= Work task =
Reproduce verbatim the line where "down in the photo above." occurs, along with all following lines down to the last line of the data.

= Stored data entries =

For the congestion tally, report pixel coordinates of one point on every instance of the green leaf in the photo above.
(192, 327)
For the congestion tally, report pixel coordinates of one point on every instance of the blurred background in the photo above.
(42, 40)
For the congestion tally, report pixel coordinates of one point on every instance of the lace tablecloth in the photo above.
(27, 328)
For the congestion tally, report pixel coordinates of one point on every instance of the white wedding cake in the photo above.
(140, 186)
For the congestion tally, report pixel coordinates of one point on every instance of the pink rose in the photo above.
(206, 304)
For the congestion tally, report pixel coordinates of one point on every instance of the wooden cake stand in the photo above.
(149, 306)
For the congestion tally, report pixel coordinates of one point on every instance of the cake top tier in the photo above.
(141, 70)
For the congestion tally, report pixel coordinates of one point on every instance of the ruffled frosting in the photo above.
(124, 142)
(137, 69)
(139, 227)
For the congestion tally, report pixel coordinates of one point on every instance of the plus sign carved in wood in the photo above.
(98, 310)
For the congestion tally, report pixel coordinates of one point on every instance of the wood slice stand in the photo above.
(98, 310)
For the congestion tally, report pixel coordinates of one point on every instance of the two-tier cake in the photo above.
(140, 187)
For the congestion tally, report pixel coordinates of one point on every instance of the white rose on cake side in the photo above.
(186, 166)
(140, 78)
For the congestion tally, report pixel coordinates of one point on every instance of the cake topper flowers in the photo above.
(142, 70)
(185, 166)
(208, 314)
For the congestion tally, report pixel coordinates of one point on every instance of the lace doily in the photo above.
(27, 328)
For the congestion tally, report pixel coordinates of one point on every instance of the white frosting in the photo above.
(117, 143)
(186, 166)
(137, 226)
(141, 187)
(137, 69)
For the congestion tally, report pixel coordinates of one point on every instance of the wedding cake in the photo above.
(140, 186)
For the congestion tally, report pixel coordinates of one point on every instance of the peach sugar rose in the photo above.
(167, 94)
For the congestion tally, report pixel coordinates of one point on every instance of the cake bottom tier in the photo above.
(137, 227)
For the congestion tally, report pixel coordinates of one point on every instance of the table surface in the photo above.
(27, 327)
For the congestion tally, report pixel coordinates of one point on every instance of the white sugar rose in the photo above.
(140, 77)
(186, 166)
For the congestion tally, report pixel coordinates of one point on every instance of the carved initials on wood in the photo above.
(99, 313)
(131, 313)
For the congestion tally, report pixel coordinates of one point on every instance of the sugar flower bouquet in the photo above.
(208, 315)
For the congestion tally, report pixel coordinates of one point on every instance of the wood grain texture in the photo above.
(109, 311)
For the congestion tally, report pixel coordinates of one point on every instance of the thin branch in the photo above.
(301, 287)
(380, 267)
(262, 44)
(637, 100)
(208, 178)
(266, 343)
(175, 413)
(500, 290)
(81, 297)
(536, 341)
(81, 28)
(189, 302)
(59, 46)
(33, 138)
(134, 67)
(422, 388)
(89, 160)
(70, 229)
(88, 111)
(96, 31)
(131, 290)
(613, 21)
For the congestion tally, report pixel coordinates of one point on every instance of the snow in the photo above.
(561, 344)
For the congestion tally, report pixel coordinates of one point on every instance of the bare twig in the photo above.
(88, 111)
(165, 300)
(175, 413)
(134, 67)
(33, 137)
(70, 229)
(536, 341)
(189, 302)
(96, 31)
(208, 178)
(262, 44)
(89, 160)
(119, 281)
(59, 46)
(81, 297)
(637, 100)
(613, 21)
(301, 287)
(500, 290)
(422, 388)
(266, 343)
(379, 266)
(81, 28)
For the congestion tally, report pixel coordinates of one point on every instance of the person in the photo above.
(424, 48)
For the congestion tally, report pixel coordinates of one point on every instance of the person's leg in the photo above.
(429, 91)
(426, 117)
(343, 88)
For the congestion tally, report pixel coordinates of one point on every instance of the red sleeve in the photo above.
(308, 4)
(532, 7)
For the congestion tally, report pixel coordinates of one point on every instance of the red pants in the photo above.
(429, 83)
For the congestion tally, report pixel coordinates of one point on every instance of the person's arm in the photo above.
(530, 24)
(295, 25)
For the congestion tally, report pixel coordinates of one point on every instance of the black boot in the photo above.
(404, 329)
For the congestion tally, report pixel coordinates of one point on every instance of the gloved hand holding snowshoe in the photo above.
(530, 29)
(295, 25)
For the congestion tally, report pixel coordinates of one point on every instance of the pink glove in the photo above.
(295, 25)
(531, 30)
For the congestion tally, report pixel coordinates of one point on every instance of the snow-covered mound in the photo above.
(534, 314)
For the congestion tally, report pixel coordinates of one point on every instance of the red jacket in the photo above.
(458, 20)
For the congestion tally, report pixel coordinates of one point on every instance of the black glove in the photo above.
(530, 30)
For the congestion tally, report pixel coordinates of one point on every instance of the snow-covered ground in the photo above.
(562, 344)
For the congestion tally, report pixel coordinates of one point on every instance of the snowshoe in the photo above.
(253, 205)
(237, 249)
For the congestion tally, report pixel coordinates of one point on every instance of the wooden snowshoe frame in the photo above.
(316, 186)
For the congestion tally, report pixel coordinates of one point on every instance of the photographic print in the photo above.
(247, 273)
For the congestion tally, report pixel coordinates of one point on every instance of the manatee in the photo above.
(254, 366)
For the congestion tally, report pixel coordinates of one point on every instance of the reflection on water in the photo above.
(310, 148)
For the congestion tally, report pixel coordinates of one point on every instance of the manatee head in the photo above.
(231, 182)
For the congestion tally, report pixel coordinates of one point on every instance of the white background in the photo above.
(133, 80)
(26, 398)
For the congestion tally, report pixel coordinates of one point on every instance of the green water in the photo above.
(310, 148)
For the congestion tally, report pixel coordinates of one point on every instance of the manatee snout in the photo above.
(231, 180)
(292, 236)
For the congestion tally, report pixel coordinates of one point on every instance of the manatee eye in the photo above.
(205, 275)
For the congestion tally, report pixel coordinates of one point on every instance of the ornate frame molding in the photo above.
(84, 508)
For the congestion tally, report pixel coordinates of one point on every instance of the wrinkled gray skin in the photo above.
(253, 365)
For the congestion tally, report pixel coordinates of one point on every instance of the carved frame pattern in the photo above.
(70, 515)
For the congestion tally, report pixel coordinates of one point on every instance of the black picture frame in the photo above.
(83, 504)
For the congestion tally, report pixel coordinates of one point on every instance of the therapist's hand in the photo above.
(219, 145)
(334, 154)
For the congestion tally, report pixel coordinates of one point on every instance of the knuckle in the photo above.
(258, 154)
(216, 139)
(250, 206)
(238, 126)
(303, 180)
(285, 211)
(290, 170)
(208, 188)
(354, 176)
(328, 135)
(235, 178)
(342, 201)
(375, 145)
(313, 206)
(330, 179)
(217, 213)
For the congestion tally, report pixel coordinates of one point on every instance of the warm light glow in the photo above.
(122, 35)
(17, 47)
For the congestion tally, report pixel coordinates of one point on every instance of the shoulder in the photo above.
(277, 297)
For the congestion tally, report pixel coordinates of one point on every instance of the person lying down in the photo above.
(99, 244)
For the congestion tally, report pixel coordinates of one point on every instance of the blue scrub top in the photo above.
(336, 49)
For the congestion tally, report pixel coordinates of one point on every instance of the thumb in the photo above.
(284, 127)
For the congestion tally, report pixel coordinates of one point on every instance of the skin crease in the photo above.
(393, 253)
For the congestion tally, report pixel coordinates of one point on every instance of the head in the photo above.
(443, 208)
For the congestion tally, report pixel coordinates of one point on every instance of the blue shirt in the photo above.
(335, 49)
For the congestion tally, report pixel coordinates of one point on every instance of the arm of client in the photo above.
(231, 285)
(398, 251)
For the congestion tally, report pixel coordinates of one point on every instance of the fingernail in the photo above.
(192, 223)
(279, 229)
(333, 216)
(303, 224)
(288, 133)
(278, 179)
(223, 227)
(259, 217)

= Solution =
For the congestion tally, report pixel coordinates of one point on every instance of the person lying down in the photo above.
(99, 244)
For the congestion tally, report pixel coordinates of one point on every instance of the blue scrub top in the photo above.
(336, 49)
For the congestion tally, report pixel coordinates of one point on every instance of the thumb in the photo above.
(284, 127)
For the congestion tally, report pixel coordinates of one point on every instance of the skin crease in the photo above.
(393, 253)
For the congestion tally, report pixel coordinates of one point on every instance of the head in the photo above.
(443, 208)
For the congestion tally, report pixel coordinates of one point on every instance of the blue shirt in the photo above.
(335, 49)
For the congestion tally, report pixel coordinates of one point on every instance of the arm of client in the photo above.
(231, 285)
(398, 251)
For the congestion tally, report pixel coordinates of one point on every instance of the fingernail in the photo above.
(192, 223)
(279, 229)
(333, 216)
(303, 224)
(288, 133)
(278, 179)
(223, 227)
(259, 217)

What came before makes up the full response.